=== WHAT YOU ARE ASKED TO DO ===
Pick out each line of the listing below that contains the word "water", and copy those lines.

(Dataset records)

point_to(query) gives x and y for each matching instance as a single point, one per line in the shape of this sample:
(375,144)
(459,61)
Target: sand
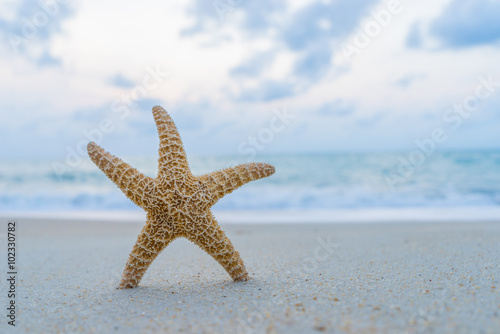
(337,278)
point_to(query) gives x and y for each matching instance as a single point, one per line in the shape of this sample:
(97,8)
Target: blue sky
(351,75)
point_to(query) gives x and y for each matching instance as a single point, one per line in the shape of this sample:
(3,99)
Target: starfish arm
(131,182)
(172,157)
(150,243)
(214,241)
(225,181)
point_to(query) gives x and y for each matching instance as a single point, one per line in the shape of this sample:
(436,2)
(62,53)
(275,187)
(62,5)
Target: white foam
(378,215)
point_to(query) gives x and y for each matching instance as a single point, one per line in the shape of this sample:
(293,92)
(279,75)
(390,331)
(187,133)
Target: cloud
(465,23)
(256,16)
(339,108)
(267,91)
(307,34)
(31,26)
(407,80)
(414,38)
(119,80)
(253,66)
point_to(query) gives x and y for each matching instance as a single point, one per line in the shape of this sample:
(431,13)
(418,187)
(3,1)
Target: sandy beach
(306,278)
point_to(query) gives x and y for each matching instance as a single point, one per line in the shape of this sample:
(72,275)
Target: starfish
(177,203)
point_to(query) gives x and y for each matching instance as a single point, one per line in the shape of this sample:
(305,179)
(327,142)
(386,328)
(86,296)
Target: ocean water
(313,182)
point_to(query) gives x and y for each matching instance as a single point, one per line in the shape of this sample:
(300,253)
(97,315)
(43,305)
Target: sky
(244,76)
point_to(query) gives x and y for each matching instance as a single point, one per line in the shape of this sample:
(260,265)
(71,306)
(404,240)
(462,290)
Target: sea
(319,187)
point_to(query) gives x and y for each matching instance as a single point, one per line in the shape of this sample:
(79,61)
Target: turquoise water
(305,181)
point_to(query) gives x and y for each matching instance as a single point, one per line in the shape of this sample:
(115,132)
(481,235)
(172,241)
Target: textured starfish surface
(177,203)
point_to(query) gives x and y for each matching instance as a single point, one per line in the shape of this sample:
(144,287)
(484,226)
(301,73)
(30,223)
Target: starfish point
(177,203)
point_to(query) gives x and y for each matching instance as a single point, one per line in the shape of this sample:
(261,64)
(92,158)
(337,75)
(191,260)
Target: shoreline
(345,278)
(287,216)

* * *

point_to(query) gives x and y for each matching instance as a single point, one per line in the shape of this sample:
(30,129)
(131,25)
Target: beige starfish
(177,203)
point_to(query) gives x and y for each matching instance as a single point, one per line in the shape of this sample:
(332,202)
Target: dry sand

--

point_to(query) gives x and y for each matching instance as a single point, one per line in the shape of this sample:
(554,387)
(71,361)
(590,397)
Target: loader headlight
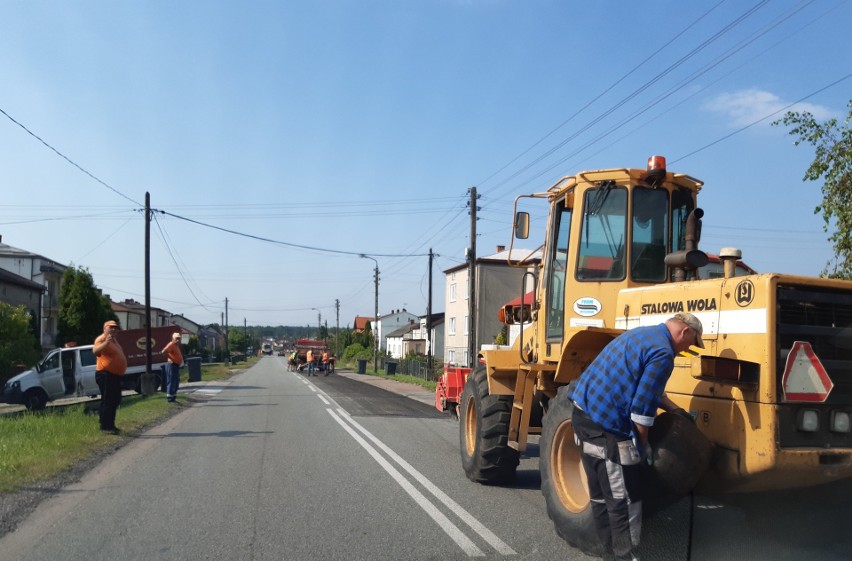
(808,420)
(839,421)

=== RESULT FOR THIS TASK ===
Target: ocean water
Target: turquoise water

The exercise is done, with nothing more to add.